**TEXT EXTRACT**
## start

- Born: Amanda Dudamel Newman Mérida, Mérida, Venezuela
- Occupations: Model; Fashion designer;
- Height: 1.78 m (5 ft 10 in)^{[citation needed]}
- Beauty pageant titleholder
- Title: Miss Venezuela 2021
- Hair color: Brown^{[citation needed]}
- Eye color: Hazel^{[citation needed]}
- Major competitions: Miss Venezuela 2021; (Winner); Miss Universe 2022; (1st Runner-Up);

= Amanda Dudamel =

Venezuelan beauty pageant titleholder

Amanda Dudamel Newman is a Venezuelan beauty pageant titleholder who was crowned Miss Venezuela 2021, representing the Region Andina. She also represented Venezuela at Miss Universe 2022 and was first runner-up.

==Personal life and career==
Amanda Dudamel was born in Mérida, Mérida in Venezuela. Aside from being raised in Mérida and Yaracuy, Dudamel spent her childhood in a variety of countries such as Canada, Colombia, Chile and South Africa, where she learned to speak English. She is the daughter of Rafael Dudamel, a Venezuelan former footballer from San Felipe, Yaracuy, and Nahir Newman Torres, a Venezuelan architect and real estate agent from Mérida, Mérida.

## end

**DATA EXTRACT**

## start

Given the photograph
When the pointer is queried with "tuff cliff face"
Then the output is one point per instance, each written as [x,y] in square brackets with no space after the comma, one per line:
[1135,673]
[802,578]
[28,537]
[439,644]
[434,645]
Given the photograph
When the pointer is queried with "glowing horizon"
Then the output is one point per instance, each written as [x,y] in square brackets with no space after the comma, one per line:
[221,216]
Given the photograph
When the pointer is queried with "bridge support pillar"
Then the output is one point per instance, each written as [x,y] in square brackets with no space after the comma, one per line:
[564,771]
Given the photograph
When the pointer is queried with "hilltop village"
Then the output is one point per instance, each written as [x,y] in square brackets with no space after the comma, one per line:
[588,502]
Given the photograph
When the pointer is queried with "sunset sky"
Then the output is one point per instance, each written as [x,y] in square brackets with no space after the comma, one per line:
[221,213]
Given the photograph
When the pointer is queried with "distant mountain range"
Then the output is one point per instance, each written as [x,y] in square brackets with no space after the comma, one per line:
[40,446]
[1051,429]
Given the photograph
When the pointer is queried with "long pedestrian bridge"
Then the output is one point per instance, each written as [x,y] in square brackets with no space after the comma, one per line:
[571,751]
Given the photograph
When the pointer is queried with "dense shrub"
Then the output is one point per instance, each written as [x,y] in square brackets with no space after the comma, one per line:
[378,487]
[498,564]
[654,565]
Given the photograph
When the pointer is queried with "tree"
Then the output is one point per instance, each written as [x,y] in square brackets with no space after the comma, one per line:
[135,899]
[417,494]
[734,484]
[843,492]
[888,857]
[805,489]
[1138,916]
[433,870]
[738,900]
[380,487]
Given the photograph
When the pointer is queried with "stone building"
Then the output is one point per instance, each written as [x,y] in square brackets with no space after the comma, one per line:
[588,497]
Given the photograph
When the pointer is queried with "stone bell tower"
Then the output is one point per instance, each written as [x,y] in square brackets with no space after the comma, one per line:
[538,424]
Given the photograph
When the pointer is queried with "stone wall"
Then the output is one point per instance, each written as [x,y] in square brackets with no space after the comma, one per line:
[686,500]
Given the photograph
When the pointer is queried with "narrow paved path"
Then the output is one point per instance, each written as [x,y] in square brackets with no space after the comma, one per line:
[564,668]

## end

**TASKS TO COMPLETE**
**1.** In the Amanda Dudamel profile, which region did she represent when she was crowned Miss Venezuela 2021?
**2.** Write out the part of the Amanda Dudamel profile starting at "- Born: Amanda" and ending at "was first runner-up.".
The rows can be left aside here.

**COMPLETE ANSWERS**
**1.** The Region Andina.

**2.**
- Born: Amanda Dudamel Newman Mérida, Mérida, Venezuela
- Occupations: Model; Fashion designer;
- Height: 1.78 m (5 ft 10 in)^{[citation needed]}
- Beauty pageant titleholder
- Title: Miss Venezuela 2021
- Hair color: Brown^{[citation needed]}
- Eye color: Hazel^{[citation needed]}
- Major competitions: Miss Venezuela 2021; (Winner); Miss Universe 2022; (1st Runner-Up);

= Amanda Dudamel =

Venezuelan beauty pageant titleholder

Amanda Dudamel Newman is a Venezuelan beauty pageant titleholder who was crowned Miss Venezuela 2021, representing the Region Andina. She also represented Venezuela at Miss Universe 2022 and was first runner-up.